> [CONSEGNA]: Riassumi la sezione di testo in due frasi.
#### SEZIONE DI TESTO ####
"Dà l'impressione di essere amore." "Certo, ho scritto facendo attenzione." "Non credi che forse sono la stessa cosa? Amore e attenzione?"
In Lady Bird Christine McPherson, studentessa al suo ultimo anno in un liceo cattolico di Sacramento e determinata a trasferirsi sulla East Coast, dedicava il saggio da presentare ai selezionatori delle università alla vita nella propria città natale: una città che a Christine, rinominatasi Lady Bird, sta terribilmente 'stretta', ma che è in grado di descrivere con quella cura per i dettagli che costituisce un inconfondibile sintomo di affetto. Basterebbe già questo a segnalare un'evidente analogia fra Christine e Jo March, il personaggio principale di Piccole donne, trasposizione del classico di Louisa May Alcott a cura di Greta Gerwig.
#### ESTRATTI DEI DATI ####
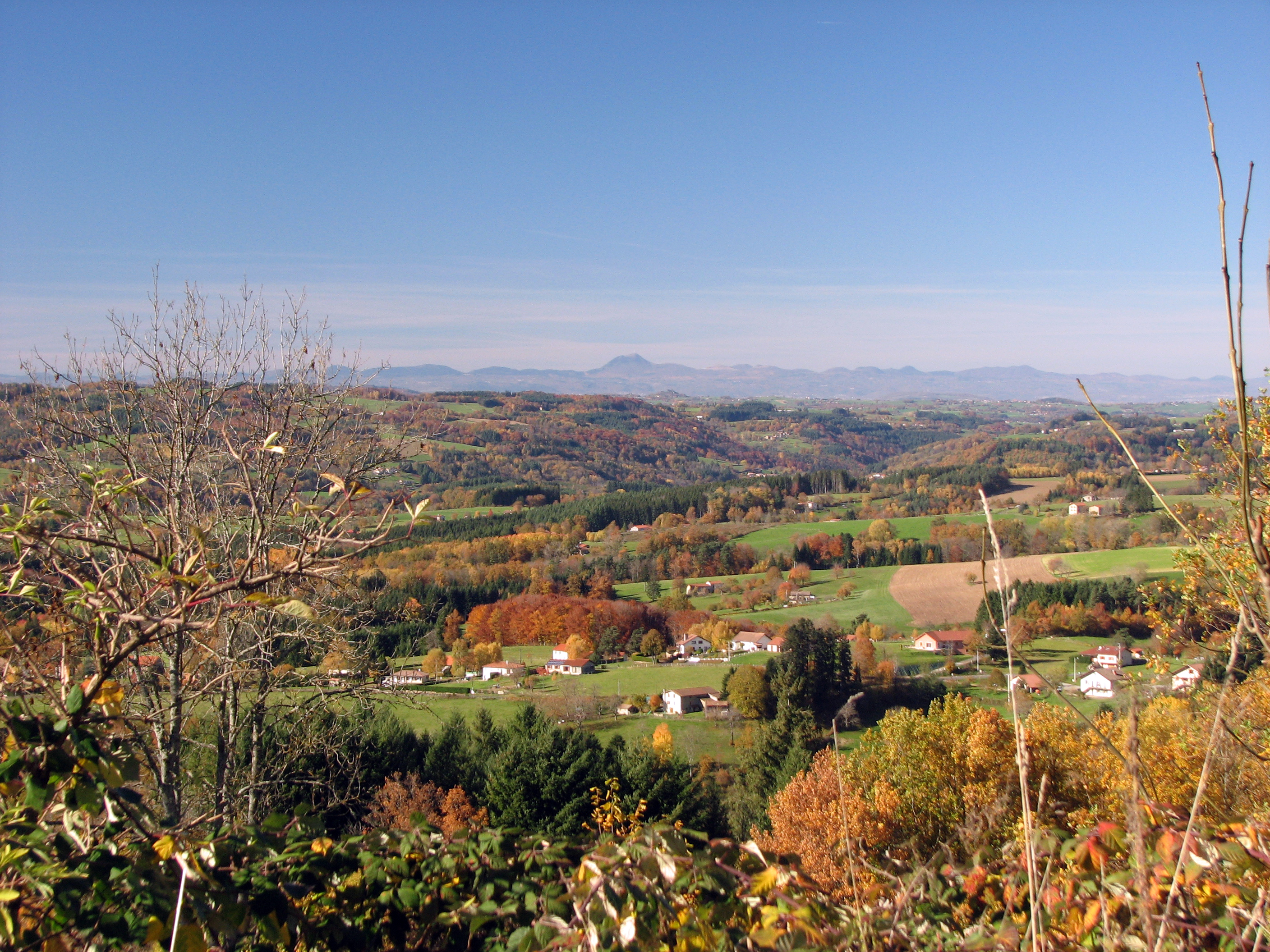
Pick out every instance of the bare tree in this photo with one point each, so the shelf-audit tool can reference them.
(192, 498)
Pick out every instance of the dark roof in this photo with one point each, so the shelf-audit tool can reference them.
(694, 692)
(953, 635)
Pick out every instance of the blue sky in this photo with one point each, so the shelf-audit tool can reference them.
(805, 184)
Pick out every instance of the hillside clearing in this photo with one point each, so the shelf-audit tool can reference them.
(940, 595)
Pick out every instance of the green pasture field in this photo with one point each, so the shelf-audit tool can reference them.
(872, 597)
(694, 735)
(463, 409)
(460, 447)
(910, 527)
(1159, 560)
(375, 405)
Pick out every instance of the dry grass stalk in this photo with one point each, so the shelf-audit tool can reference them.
(1003, 578)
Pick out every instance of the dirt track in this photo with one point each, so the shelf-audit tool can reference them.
(939, 595)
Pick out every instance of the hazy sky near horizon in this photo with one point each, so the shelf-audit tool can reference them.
(804, 184)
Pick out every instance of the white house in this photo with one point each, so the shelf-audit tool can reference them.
(750, 641)
(952, 641)
(404, 678)
(691, 645)
(571, 665)
(1188, 677)
(689, 700)
(502, 669)
(1101, 682)
(1091, 508)
(1110, 655)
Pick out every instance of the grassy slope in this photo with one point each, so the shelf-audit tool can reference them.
(1121, 562)
(694, 734)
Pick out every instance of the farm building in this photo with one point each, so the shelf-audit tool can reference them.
(1101, 682)
(691, 645)
(404, 678)
(1188, 677)
(715, 710)
(1094, 509)
(1112, 655)
(502, 669)
(750, 641)
(689, 700)
(952, 641)
(571, 665)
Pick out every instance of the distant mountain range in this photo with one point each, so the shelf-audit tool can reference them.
(637, 376)
(633, 375)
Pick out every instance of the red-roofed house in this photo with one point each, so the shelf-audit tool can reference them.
(571, 665)
(952, 641)
(1188, 676)
(689, 700)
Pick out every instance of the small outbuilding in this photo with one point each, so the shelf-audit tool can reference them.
(571, 665)
(1188, 677)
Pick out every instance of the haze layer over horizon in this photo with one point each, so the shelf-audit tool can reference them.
(804, 186)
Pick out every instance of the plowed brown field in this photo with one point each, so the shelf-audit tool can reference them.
(939, 595)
####
> [SOLUZIONE DEL COMPITO]: In Lady Bird, Christine McPherson, che si fa chiamare Lady Bird, è all'ultimo anno in un liceo cattolico di Sacramento e vuole trasferirsi sulla East Coast. Dedica il saggio per le università alla sua città natale, che le sta stretta ma che descrive con un'attenzione ai dettagli che rivela affetto, e già questo basta a mostrare un'analogia con Jo March, protagonista di Piccole donne, la trasposizione del classico di Louisa May Alcott curata da Greta Gerwig.